─── EXERCISE PASSAGE

The genome of B. burgdorferi contains one linear chromosome and numerous linear and circular plasmids (Fraser et al., 1997). Several plasmids, such as lp25, lp28-1 and lp36, are essential for borrelial infectivity (Jewett et al., 2007; Purser & Norris, 2000; Stewart et al., 2005). Plasmid lp54 has been implicated as being important for the survival of B. burgdorferi in both tick and mammalian hosts, largely because of the presence of the ospAB and dbpBA operons (Caimano et al., 2005; Hagman et al., 1998; Neelakanta et al., 2007; Shi et al., 2008; Yang et al., 2004). Many other genes encoded on lp54 have been found to be differentially regulated in response to temperature, pH and other mammalian-derived signals, which are presumed to be mediated, at least in part, by RpoS (Caimano et al., 2005; Clifton et al., 2006; Ojaimi et al., 2003; Revel et al., 2002). Consistent with these previous findings, our data provided further evidence that 22 lp54-encoded genes are regulated by RpoS. In addition, lp36 has been reported to be vital for B. burgdorferi infection of mammal hosts (Jewett et al., 2007). In this regard, studies have shown that B. burgdorferi infectivity in mice was attenuated by the inactivation of lp36-encoded bbk32 (encoding a fibronectin-binding protein) (Seshu et al., 2006) or bbk17 (encoding an adenine deaminase, adeC, which converts adenine to hypoxanthine) (Jewett et al., 2007), thereby underscoring the importance of lp36 in B. burgdorferi pathogenesis. A previous study also found that bbk32 and bbk17 are regulated in response to mammalian signals (Revel et al., 2002). More specifically, He et al. (2007) found that bbk32 is regulated by Rrp2, RpoN and RpoS. Consistent with all of these reports, our data showed that the lp36-encoded bbk32, bbk52.1, bbk53, bbk07 and bbk17 were all positively regulated by Rrp2, RpoN and RpoS (Table 3).

──────

SET OF TASKS:
a: According to the passage on B. burgdorferi plasmids, how many lp54-encoded genes did the authors' data show to be regulated by RpoS?
b: Continue the passage on B. burgdorferi plasmids, starting after its last sentence.

─── RECORDS

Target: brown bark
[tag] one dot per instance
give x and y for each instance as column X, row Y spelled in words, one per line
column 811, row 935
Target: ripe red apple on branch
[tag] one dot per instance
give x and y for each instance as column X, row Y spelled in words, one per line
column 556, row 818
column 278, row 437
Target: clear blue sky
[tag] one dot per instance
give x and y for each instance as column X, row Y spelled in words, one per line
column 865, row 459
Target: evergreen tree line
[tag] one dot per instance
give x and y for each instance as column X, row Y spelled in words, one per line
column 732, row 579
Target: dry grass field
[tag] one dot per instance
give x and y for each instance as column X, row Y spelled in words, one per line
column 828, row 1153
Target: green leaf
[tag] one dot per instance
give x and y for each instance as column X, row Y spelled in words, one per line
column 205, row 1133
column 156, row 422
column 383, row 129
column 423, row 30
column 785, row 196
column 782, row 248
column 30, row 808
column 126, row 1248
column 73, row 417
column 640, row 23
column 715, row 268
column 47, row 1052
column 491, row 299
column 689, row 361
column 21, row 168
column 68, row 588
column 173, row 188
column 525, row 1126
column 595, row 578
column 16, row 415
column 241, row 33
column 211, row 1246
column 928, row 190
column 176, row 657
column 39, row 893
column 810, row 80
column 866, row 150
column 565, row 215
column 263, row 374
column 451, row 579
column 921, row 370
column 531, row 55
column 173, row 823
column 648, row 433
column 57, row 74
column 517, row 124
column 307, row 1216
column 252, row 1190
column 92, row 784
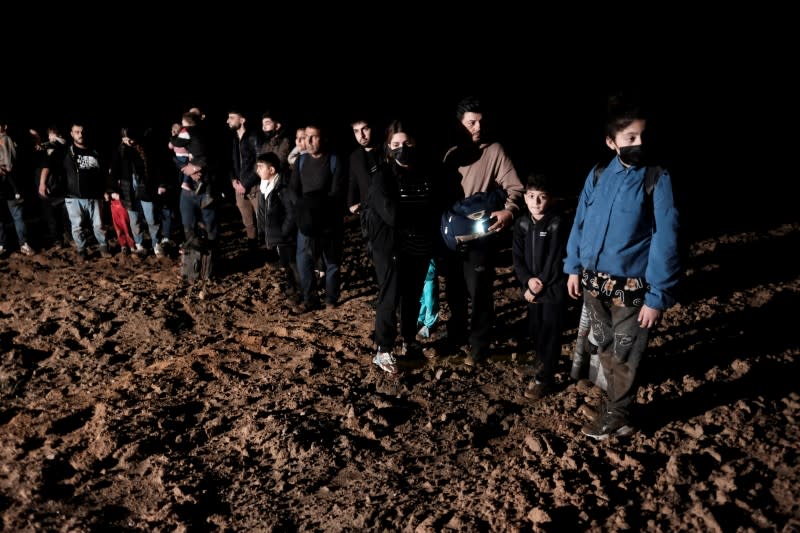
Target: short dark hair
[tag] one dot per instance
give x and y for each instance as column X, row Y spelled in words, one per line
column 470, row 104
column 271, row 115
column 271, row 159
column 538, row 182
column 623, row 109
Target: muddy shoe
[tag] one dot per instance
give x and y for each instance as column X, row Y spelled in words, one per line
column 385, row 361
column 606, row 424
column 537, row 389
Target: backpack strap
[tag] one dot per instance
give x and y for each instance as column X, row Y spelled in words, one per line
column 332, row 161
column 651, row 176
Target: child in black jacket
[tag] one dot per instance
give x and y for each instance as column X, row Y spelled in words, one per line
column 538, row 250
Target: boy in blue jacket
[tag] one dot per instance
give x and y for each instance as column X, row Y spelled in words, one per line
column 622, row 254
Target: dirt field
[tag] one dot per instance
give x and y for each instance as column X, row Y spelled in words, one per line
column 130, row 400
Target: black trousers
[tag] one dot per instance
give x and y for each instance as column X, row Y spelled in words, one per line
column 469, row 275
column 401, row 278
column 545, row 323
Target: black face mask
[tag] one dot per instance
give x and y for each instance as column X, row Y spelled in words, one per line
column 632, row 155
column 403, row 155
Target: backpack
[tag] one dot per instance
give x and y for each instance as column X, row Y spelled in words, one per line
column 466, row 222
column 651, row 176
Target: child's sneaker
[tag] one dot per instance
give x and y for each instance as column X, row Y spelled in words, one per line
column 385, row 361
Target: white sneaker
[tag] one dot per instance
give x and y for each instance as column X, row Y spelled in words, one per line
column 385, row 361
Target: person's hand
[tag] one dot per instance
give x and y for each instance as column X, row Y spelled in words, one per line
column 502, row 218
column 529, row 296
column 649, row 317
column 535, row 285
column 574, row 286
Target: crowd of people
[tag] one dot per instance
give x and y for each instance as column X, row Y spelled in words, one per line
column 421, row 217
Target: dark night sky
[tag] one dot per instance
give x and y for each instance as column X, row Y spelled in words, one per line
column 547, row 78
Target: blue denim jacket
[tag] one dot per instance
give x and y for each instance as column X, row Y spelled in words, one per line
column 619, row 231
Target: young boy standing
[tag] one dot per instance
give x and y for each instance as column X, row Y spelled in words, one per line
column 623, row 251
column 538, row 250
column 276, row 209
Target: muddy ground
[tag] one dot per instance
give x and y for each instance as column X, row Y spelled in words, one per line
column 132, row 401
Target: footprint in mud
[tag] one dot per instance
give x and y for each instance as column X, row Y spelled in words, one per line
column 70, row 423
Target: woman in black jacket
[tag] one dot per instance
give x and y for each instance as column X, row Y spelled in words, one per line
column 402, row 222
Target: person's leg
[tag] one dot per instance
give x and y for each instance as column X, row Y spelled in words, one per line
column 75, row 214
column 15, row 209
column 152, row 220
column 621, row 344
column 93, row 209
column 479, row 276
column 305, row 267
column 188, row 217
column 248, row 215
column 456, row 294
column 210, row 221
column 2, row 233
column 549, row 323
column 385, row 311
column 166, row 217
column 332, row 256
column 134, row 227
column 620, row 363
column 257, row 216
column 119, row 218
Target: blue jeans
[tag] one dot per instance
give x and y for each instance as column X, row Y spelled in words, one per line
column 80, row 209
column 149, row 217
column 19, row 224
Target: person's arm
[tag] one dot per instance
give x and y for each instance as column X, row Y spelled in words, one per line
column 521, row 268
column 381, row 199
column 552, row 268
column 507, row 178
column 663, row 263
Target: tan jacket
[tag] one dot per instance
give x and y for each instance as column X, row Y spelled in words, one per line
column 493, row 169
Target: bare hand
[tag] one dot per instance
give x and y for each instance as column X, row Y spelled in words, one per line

──────

TASK-BY-TASK ANSWERS:
a: 22

b:
In Escherichia coli, RpoS controls many genes involved in cellular metabolism and the stress response (Dong et al., 2008; Farewell et al., 1998; Loewen et al., 1998). Similarly, many B. burgdorferi genes encoding proteins with various putative physiological functions were induced by Rrp2, RpoN and RpoS; these genes included bb0251 (leuS), bb0777 (apt), bbk17 (adeC), bb0257 (cell division), bb0842 (arcB), bb0329 (oppA-2), bba34 (oppAV), bb0313 (ftsJ), bb0797 (mutS), bb0637 (nhaC-1), bbd20 (transposase), bb0646 (hydrolase), bb0728 (nox) and bb0729 (gltP) (Fraser et al., 1997). Among these genes, bb0329 and bba34 encode two putative periplasmic oligopeptide-binding proteins, which facilitate the transport of small peptides and essential amino acids (Fraser et al., 1997; Medrano et al., 2007). In addition, bb0728 and bb0729 are presumed to form an operon involved in the uptake of the amino acid glutamate (Fraser et al., 1997).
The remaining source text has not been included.